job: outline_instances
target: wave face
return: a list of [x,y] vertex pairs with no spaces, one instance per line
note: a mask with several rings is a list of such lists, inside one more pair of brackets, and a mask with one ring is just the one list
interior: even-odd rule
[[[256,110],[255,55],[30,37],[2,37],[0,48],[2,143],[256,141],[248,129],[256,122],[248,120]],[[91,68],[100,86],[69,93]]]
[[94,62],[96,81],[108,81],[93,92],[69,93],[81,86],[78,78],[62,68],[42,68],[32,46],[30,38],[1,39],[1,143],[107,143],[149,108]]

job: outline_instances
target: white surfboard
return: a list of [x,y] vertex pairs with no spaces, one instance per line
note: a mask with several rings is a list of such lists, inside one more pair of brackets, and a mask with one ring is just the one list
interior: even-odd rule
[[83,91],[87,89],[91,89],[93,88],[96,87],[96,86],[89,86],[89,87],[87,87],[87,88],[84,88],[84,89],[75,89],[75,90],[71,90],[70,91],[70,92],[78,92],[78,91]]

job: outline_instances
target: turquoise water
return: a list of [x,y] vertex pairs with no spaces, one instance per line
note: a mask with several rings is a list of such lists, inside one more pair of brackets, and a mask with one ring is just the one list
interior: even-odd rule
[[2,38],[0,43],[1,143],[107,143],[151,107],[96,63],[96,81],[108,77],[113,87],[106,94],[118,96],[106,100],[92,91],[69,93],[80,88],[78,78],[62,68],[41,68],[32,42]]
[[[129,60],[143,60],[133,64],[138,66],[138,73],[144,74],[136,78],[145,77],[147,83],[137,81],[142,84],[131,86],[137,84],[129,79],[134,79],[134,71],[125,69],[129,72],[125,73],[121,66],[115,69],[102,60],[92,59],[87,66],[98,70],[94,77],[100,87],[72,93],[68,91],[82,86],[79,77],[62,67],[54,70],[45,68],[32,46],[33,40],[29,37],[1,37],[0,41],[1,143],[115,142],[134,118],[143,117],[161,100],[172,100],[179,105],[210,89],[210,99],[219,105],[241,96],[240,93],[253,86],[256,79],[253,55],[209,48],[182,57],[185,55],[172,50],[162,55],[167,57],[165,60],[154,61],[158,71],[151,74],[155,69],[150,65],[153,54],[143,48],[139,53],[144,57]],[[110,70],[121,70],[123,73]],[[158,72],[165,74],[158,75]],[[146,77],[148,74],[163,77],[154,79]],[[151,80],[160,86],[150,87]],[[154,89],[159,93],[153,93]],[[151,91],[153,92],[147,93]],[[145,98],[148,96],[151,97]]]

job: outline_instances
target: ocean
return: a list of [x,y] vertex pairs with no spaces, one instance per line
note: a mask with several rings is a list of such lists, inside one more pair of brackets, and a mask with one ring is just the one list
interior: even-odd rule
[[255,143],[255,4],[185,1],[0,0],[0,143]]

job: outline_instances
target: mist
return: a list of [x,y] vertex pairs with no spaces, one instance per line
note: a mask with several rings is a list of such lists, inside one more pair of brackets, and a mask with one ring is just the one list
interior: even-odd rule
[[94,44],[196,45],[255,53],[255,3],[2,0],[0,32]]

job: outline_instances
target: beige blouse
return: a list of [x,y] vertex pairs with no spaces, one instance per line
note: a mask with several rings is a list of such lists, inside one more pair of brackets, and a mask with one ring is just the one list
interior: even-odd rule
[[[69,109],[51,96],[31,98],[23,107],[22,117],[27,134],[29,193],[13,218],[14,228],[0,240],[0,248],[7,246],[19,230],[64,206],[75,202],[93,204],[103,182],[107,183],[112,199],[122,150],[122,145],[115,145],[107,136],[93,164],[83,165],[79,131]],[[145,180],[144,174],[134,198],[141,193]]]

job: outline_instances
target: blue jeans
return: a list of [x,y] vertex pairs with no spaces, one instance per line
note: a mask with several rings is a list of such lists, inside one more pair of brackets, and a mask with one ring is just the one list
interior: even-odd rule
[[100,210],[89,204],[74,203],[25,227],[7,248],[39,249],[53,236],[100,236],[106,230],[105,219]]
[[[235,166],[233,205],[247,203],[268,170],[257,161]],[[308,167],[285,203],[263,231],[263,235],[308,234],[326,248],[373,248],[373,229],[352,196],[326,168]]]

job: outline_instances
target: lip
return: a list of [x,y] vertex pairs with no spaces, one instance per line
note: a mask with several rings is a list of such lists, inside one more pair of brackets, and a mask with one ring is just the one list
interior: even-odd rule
^^^^^^^^^^^^^^^^
What is being asked:
Locate each line in the records above that contains the string "target", and copy those lines. Case counts.

Response to the exercise:
target: wave face
target: white surfboard
target: turquoise water
target: ocean
target: mist
target: beige blouse
target: blue jeans
target: lip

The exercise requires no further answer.